Text shown
However, the process did reveal some gaps in our understanding.

For example, some engineering had been copied from facility A to facility B
years ago, then maintained separately in the 2 facilities, and now we needed
to reconsolidate all work for customer C in facility A. For some parts
facility B had the more advanced revision, and for others facility A had the
more advanced. It was not acceptable to just wipe out all facility A
engineering with a copy of what was in facility B. We needed to identify
which facility had latest version. This was not something we had been
tracking.

Years earlier, we used a UPI competitor, and SSA/Infor conversion tools.
The result was a disaster, and we had to start over.

Be aware that while SSA/Infor has conversion tools, to help move from one
version of BPCS to another, and do other stuff, the customer base of
feedback to identify problems & get them fixed, is probably at best a few
hundred customers, while using BPCS itself has a customer base of tens of
thousands of customers, and years ago was hundreds of thousands, so the
quality of BPCS itself is thousands of times superior to the conversion
tools.

When we first got BPCS, it came with an understanding of the rules of what
gets changed when new releases came out. We crafted our modification rules
so that there would be no conflict between our modifications and new
releases. Then SSA/Infor changed the rules, and now our modifications were
in conflict with new releases.

We are fortunate in not having a lot of compliance regulations that apply to
our business. If you are subject to compliance, they probably apply not
only to the day to day operations, but also the change process, the running
of your enterprise during the conversion, and access to the data from before
the conversion.

What needs to be done
How would the sentence "We are fortunate in not having a lot of compliance regulations that apply to our business." from the text on the BPCS conversion read in Spanish?

Recorded data

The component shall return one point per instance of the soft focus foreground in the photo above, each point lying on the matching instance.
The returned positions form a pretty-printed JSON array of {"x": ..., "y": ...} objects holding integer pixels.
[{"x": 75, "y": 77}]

Finished exercise
Tenemos la suerte de no tener muchas normas de cumplimiento que se apliquen a nuestro negocio.